• _Task brief_
Return only this: the line with "Expected: the pointer indicates a point on the clearing" and all the lines that follow it below, through the final one, exactly as they are.

[Stored items from a collection]
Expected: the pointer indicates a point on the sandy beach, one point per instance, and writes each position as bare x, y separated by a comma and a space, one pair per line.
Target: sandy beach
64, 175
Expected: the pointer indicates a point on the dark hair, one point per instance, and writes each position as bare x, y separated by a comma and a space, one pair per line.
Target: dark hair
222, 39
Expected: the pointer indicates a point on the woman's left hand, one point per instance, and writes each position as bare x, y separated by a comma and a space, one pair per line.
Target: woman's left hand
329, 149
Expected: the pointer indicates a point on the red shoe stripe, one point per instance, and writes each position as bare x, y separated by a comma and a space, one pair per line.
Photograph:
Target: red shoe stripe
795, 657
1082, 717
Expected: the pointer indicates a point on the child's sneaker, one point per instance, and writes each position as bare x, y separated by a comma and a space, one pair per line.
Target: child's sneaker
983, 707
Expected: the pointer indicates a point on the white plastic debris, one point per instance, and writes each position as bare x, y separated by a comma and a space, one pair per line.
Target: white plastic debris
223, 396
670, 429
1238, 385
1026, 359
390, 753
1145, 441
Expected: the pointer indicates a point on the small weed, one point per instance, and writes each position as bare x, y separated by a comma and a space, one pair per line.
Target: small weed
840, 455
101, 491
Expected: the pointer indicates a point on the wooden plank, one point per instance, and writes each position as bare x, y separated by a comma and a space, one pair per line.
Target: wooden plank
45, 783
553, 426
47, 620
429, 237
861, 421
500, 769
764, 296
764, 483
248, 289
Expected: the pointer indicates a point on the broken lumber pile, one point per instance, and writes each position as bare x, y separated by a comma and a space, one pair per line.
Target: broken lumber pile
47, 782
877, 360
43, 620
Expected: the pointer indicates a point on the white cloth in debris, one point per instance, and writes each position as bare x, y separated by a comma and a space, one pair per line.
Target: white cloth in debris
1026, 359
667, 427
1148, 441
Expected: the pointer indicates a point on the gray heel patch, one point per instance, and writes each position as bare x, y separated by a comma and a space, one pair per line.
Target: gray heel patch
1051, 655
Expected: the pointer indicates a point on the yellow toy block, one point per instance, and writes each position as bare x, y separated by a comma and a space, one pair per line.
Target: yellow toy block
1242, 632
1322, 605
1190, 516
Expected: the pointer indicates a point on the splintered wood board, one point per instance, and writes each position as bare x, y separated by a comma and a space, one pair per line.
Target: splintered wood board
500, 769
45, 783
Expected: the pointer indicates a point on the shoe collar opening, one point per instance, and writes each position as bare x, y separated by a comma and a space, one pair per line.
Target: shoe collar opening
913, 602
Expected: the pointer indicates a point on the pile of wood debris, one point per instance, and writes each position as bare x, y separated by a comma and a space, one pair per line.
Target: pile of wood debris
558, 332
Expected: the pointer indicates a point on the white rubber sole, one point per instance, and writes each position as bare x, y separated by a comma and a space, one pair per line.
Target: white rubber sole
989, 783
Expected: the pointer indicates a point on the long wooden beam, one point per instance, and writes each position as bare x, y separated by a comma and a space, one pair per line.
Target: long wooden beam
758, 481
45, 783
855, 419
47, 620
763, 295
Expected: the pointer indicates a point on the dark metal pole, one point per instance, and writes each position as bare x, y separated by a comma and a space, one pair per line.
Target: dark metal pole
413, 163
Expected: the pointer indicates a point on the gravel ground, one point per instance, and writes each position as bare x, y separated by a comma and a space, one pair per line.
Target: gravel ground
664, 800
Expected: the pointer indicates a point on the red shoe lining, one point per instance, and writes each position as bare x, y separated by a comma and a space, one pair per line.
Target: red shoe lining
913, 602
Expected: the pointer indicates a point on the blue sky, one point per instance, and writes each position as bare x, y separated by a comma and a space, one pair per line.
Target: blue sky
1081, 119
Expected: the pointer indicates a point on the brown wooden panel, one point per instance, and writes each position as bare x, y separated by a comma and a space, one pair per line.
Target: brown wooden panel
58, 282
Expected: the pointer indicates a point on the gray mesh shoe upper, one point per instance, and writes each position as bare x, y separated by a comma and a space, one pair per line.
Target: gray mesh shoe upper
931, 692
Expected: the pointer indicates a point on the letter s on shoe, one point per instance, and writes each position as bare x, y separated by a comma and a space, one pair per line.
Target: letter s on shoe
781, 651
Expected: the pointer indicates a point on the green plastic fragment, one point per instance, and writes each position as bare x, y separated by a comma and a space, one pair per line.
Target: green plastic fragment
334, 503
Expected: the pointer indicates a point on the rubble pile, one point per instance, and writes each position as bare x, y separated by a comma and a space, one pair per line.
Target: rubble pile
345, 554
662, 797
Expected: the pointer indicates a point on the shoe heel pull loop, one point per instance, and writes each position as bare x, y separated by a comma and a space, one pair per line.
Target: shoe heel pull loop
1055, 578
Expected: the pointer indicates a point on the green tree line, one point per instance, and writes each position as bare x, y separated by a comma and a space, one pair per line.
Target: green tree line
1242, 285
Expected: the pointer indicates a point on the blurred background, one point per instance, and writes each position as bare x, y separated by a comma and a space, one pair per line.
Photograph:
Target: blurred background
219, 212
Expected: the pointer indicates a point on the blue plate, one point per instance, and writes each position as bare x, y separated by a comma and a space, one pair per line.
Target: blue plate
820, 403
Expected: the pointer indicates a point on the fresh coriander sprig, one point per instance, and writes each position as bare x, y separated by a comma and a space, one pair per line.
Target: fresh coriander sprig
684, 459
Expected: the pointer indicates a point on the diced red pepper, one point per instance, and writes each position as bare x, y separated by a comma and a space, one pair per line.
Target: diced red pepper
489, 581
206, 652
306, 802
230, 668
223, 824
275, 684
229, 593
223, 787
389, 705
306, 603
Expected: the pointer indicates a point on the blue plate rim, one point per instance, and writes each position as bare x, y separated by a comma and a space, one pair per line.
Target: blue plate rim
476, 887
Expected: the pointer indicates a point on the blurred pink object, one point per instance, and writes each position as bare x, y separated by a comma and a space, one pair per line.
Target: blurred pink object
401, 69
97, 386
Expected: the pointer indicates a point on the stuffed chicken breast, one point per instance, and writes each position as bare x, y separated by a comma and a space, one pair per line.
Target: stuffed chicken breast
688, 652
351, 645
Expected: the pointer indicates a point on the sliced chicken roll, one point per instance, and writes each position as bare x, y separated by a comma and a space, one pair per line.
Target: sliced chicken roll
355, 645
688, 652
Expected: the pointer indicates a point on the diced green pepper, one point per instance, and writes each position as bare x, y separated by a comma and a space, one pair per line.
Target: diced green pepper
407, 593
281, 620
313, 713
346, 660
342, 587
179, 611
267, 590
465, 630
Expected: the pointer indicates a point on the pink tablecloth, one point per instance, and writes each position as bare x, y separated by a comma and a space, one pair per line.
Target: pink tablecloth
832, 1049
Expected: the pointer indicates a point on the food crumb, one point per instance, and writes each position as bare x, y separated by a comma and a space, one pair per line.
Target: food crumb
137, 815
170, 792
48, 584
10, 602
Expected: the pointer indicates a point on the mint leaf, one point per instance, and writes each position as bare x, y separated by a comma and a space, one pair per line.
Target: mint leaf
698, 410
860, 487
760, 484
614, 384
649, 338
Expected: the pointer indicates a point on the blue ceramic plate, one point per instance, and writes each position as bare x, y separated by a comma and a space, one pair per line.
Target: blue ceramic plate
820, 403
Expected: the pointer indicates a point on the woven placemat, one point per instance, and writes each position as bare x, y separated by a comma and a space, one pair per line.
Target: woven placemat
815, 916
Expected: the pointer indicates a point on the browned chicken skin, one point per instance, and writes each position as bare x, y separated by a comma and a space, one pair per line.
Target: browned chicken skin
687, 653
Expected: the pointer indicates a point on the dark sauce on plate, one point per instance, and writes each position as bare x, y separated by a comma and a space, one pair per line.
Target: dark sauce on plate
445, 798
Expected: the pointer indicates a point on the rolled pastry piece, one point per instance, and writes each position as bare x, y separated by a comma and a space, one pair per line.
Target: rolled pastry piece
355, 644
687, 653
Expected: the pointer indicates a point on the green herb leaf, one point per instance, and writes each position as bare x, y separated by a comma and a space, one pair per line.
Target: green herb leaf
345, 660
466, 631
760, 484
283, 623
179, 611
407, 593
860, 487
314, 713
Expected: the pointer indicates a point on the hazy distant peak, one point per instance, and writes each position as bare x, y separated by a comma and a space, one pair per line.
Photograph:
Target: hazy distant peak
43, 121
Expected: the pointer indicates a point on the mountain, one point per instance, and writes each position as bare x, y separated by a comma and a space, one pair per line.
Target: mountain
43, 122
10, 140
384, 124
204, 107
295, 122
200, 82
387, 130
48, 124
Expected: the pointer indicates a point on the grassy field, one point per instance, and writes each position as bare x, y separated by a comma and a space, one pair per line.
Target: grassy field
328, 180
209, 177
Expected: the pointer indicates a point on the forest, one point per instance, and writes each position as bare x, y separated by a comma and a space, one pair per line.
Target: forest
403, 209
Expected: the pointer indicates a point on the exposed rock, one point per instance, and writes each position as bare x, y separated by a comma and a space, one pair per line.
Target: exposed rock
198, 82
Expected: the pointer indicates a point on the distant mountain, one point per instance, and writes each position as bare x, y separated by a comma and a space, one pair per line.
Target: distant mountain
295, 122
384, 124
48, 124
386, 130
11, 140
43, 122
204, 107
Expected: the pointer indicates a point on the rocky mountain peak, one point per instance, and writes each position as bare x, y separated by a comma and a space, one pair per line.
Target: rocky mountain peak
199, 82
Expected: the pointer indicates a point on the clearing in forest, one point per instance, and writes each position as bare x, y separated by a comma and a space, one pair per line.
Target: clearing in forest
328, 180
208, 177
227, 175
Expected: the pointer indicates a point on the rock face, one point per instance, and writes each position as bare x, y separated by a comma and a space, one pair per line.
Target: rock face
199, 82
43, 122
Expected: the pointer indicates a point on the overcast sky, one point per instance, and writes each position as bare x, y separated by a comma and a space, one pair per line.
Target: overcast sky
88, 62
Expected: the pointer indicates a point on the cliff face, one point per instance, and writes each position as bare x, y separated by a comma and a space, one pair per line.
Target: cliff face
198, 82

• _Problem solution_
Expected: the pointer indicates a point on the clearing in forest, one point per instance, and writes each position as bare x, y separated by a comma and a space, one pair per line.
Target: clearing in forest
328, 180
208, 177
227, 175
Expected: the pointer indicates a point on the rock face, one point per instance, and writes each position as bare x, y separated by a comma and a space, one pair per line.
Target: rock face
199, 82
43, 122
Expected: the pointer indicates a point on the overcast sky, one point per instance, and writes each position as bare x, y separated by a comma and a space, one pair per line.
Target: overcast sky
88, 62
Expected: the pointer indicates a point on the cliff face, one point per instance, and writes each position as bare x, y separated by a comma and a space, one pair per line.
Target: cliff face
198, 82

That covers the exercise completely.